◆ SOURCE
____

The applicant states the he is very close to his immediate family, his sister, in Canada, and that he considered her like his mother and since he had not herd from his father since he was detained by the police in Russia: “We dread to think what could happen to him” (2002). The applicant later, in 2006, mentions that his father is in Canada and indicates that he has applied for permanent residence. But the applicant does not mention that the father made or was accepted as a refugee – he does not mention the quality of his relationship with his father in Canada that would indicate that a separation from him would cause a serious hardship. Although he considers his sister in Canada like a mother, the sister, who has already spoken on the applicant’s behalf, has not expressed this same idea in a way that would show that their separation would cause an excessive hardship. The applicant has not sufficiently shown that his relation with her is one that if the applicant had to leave Canada, this would cause an excessive hardship.

 

(Dossier du demandeur, p. 13, 5e paragraphe.)

 

 

[18]           En l’absence de preuve devant lui que la séparation du demandeur d’avec son père et sa sœur causerait des difficultés inhabituelles et injustifiées ou excessives, il était raisonnable pour l’agent de conclure comme il l’a fait.

 

[19]           Il importe par ailleurs de souligner que l’agent n’avait aucune preuve que le père du demandeur puisse, de façon certaine, demeurer de façon permanente au Canada. En fait, aucune décision du Ministère de Citoyenneté et Immigration Canada n’a été rendue à cet effet.

 

[20]           La jurisprudence a reconnu que la seule séparation en soi des membres de la famille n’est pas un motif d’ordre humanitaire justifiant une dispense, en l’absence de preuve permettant de conclure que cette séparation entraînerait des difficultés inhabituelles et injustifiées ou excessives.

 

[21]           Dans la décision Chau c. Canada (Ministre de la Citoyenneté et de l’Immigration), 2002  CFPI 107, [2002] A.C.F. no 119 (QL), au paragraphe 19, cette Cour s’est référée à l’une de ces décisions antérieures pour rappeler que le fait qu’une personne qui quitte des membres de sa famille et un emploi ne constituait pas nécessairement un préjudice pour justifier une décision favorable au sujet des raisons humanitaires.

 

[22]           Pareillement, le fait que le demandeur ait progressé dans son adaptation au sein de la société canadienne, qu’il travaille et qu’il est devenu autonome financièrement ne pouvait permettre à l’agent de conclure automatiquement à la présence de motifs d’ordre humanitaire. Comme l’a décidé cette Cour dans la décision Tartchinska c. Canada (Ministre de la Citoyenneté et de l’Immigration), [2000] A.C.F. no 373 (QL), l'autonomie seule ne garantit pas qu'une demande fondée sur des motifs d'ordre humanitaire soit accueillie en l’absence d’autres facteurs permettant de conclure que le rejet de la demande CH entraînerait des difficultés inhabituelles ou excessives.

____

◆ CONSIGNE 1
Repérez dans la liste ci-dessous chaque ligne où figure la chaîne « head », puis recopiez ces lignes.

(Entrées provenant d'une source de données)
____

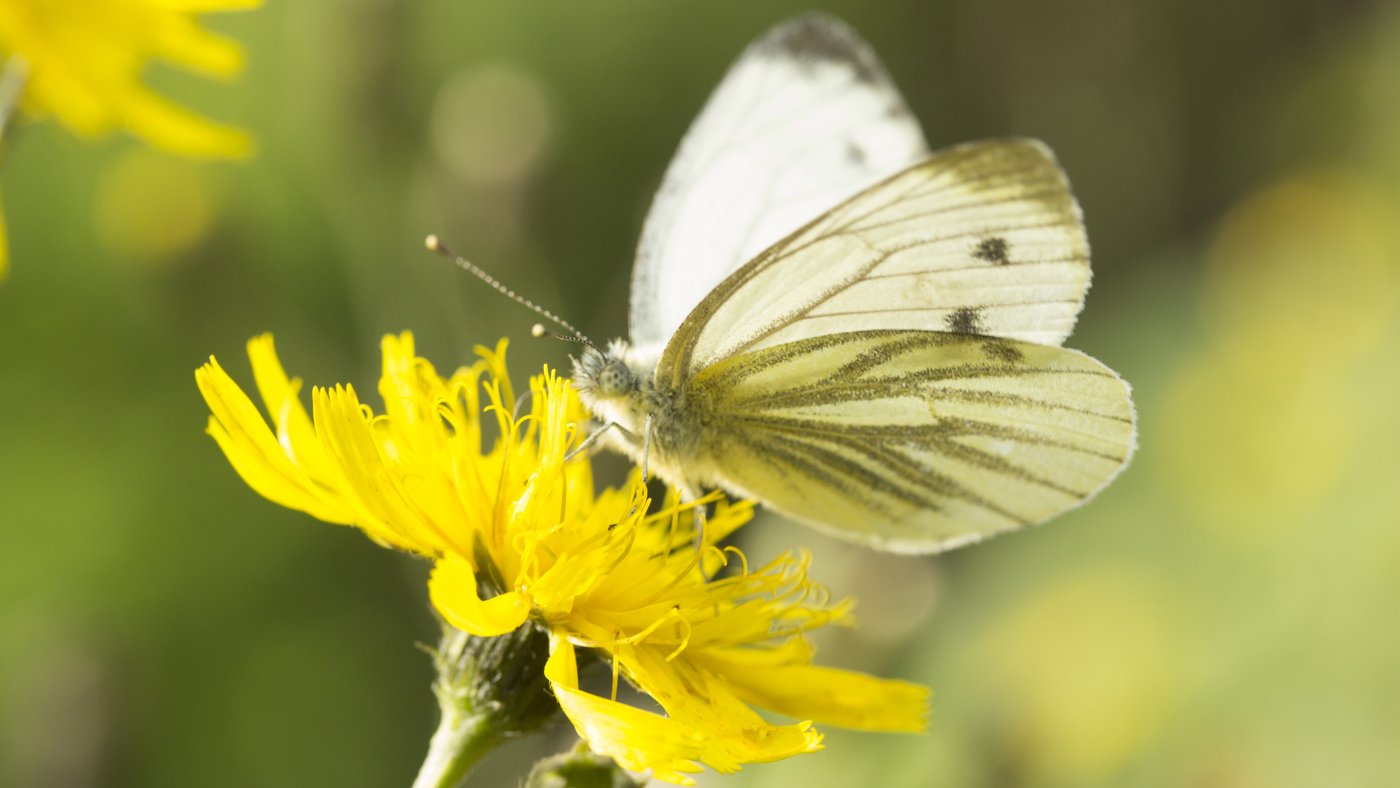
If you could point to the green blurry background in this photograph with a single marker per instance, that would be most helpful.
(1224, 616)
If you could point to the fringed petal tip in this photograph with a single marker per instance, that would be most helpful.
(452, 589)
(636, 739)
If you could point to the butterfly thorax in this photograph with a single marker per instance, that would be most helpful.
(619, 389)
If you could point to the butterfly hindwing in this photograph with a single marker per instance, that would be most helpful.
(804, 119)
(914, 441)
(982, 238)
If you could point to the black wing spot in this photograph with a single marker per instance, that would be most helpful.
(815, 38)
(993, 251)
(998, 350)
(965, 319)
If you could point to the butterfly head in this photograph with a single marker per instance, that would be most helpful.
(605, 375)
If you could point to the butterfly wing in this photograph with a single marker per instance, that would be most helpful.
(982, 238)
(804, 119)
(914, 441)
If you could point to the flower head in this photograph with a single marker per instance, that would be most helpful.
(86, 59)
(520, 538)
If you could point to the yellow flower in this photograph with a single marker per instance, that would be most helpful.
(595, 570)
(86, 59)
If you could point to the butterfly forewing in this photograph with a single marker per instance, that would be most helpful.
(982, 238)
(804, 119)
(916, 441)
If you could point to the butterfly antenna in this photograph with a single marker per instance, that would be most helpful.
(538, 331)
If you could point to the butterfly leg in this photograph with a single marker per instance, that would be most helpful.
(591, 438)
(700, 525)
(646, 449)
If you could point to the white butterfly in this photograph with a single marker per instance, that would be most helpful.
(860, 335)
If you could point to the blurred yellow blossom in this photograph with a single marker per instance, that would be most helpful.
(1301, 289)
(86, 59)
(522, 522)
(1087, 673)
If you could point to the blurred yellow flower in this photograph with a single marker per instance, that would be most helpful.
(597, 571)
(1087, 675)
(86, 59)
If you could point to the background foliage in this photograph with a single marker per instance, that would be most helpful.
(1221, 617)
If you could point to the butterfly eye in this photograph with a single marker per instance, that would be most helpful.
(615, 380)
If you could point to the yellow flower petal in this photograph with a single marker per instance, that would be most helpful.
(634, 738)
(255, 454)
(280, 396)
(87, 58)
(452, 589)
(825, 694)
(702, 701)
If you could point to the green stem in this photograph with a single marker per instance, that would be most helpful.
(458, 743)
(489, 689)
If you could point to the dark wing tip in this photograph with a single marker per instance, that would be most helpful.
(816, 37)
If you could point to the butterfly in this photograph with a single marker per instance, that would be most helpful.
(854, 332)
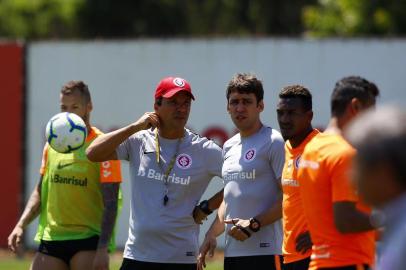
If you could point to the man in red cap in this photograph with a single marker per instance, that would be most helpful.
(170, 169)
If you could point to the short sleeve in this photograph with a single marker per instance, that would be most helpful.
(277, 155)
(214, 158)
(44, 159)
(123, 151)
(110, 171)
(341, 186)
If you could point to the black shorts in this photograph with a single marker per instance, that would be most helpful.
(129, 264)
(66, 249)
(302, 264)
(349, 267)
(268, 262)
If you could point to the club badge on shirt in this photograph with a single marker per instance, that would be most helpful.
(250, 155)
(297, 161)
(184, 161)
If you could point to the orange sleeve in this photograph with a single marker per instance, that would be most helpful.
(342, 188)
(44, 159)
(110, 171)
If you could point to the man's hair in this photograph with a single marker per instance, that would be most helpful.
(380, 137)
(300, 92)
(352, 87)
(72, 86)
(246, 84)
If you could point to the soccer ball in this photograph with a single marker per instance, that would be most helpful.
(66, 132)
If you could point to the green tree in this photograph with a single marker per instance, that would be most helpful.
(350, 18)
(36, 19)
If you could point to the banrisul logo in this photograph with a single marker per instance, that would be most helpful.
(297, 161)
(184, 161)
(250, 155)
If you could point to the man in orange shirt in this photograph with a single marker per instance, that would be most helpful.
(295, 115)
(339, 224)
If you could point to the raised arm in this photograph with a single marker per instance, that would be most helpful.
(104, 147)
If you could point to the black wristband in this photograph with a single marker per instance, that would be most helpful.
(204, 206)
(255, 225)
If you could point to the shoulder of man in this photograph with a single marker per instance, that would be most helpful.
(197, 140)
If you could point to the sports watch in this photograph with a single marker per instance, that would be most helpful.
(204, 206)
(255, 225)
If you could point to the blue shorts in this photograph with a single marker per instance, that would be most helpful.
(66, 249)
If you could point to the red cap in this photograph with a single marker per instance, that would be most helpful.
(169, 86)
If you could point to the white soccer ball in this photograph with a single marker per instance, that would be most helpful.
(66, 132)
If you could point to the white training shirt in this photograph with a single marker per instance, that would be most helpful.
(251, 173)
(158, 233)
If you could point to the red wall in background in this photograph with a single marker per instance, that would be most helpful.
(12, 132)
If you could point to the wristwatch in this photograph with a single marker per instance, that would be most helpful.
(255, 225)
(204, 206)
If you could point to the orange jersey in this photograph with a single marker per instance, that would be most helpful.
(110, 171)
(294, 222)
(324, 179)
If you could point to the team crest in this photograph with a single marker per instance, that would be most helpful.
(250, 155)
(179, 82)
(297, 161)
(184, 161)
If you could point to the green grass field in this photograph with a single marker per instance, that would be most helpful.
(13, 263)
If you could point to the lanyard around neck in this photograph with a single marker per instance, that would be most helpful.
(158, 156)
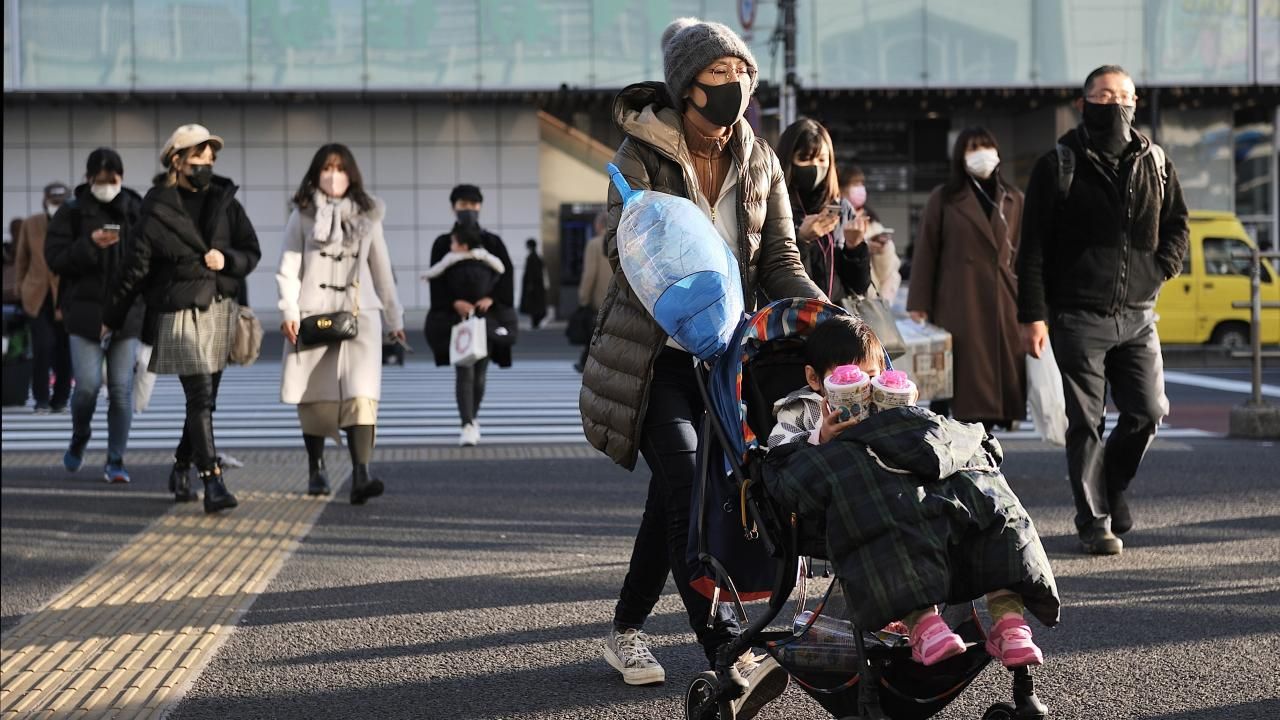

____

◆ CONSIGNE 2
Recopiez le passage de l'extrait de jugement ci-dessus qui commence par « [19]           Il importe » et se poursuit jusqu'à « injustifiées ou excessives. ».

◆ RÉSULTAT ATTENDU 1
If you could point to the butterfly head in this photograph with a single marker per instance, that would be most helpful.
If you could point to the flower head in this photograph with a single marker per instance, that would be most helpful.

◆ RÉSULTAT ATTENDU 2
[19]           Il importe par ailleurs de souligner que l’agent n’avait aucune preuve que le père du demandeur puisse, de façon certaine, demeurer de façon permanente au Canada. En fait, aucune décision du Ministère de Citoyenneté et Immigration Canada n’a été rendue à cet effet.

 

[20]           La jurisprudence a reconnu que la seule séparation en soi des membres de la famille n’est pas un motif d’ordre humanitaire justifiant une dispense, en l’absence de preuve permettant de conclure que cette séparation entraînerait des difficultés inhabituelles et injustifiées ou excessives.